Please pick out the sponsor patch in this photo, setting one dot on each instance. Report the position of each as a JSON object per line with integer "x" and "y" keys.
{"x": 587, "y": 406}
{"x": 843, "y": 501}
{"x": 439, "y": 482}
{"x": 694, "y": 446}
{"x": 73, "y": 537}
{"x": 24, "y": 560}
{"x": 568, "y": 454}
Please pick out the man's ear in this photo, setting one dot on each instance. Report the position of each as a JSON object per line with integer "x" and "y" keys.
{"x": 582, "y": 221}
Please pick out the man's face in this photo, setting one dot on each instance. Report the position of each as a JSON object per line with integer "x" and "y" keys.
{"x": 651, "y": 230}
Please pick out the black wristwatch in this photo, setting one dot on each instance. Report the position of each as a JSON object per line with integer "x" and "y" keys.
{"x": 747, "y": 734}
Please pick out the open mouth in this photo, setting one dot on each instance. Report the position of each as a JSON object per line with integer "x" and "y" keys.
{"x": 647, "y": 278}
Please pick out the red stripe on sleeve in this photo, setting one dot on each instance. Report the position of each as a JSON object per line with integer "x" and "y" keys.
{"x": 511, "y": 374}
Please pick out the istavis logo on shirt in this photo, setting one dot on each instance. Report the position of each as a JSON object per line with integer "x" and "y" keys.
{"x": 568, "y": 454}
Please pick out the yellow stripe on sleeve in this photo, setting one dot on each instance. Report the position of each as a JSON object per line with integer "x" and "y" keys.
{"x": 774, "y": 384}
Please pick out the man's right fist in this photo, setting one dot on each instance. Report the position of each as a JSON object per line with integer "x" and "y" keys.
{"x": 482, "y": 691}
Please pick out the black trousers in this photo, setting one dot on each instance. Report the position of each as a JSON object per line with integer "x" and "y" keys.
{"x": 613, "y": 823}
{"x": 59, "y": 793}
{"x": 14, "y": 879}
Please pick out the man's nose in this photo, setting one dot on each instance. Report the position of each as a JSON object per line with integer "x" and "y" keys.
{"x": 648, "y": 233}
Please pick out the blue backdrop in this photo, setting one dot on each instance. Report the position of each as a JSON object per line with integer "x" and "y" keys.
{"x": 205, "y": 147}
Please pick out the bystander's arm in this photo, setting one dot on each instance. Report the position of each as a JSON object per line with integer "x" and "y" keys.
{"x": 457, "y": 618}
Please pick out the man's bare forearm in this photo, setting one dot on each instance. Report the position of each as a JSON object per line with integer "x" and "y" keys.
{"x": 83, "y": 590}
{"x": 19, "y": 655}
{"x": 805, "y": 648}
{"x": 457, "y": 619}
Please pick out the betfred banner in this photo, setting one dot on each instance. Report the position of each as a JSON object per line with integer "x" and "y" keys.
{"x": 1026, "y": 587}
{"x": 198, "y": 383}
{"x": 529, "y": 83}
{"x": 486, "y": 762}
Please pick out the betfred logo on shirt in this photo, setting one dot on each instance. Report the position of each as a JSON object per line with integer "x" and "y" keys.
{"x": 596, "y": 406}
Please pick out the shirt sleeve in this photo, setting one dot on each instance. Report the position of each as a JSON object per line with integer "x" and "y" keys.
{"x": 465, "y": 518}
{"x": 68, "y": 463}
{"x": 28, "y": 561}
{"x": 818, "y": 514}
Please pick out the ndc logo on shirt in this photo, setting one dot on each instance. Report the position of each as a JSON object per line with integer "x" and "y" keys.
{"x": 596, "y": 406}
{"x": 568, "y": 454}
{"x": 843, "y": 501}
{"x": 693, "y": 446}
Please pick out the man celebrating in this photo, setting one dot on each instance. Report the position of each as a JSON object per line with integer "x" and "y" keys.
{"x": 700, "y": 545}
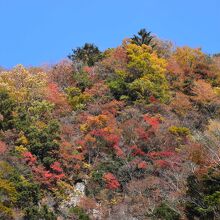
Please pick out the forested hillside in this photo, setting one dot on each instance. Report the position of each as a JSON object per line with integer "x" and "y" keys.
{"x": 129, "y": 133}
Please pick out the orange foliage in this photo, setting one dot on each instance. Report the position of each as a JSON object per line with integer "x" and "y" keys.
{"x": 111, "y": 181}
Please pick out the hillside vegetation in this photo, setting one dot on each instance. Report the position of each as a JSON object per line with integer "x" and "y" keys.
{"x": 129, "y": 133}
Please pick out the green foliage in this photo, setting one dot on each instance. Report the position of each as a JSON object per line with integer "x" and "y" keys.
{"x": 88, "y": 54}
{"x": 82, "y": 80}
{"x": 36, "y": 213}
{"x": 7, "y": 106}
{"x": 144, "y": 77}
{"x": 166, "y": 212}
{"x": 143, "y": 37}
{"x": 76, "y": 98}
{"x": 44, "y": 142}
{"x": 79, "y": 212}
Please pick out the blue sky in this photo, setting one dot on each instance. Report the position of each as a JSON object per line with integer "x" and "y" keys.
{"x": 35, "y": 32}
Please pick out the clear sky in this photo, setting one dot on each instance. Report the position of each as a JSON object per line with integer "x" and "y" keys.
{"x": 35, "y": 32}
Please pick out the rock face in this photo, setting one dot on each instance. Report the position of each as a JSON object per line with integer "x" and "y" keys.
{"x": 74, "y": 197}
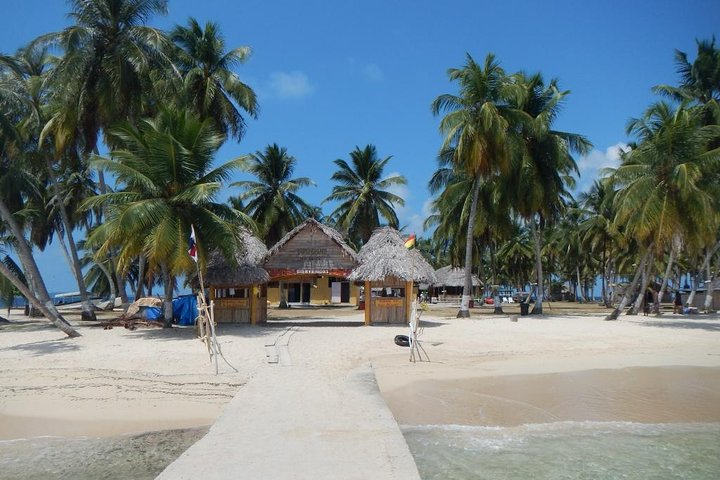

### [WHAT YOU WILL DO]
Pick out and copy each line of the listing above that contains the word "face".

### [WRITTEN REPLY]
Please pick out the man's face in this photo, setting one dot on each instance. Report the position of each as a JSON object per line with integer "x" and "y" keys.
Please pick out the rock face in this photo, setting one dot on each instance. Report the position of each as a JSON object per line with integer "x" and "y" keys.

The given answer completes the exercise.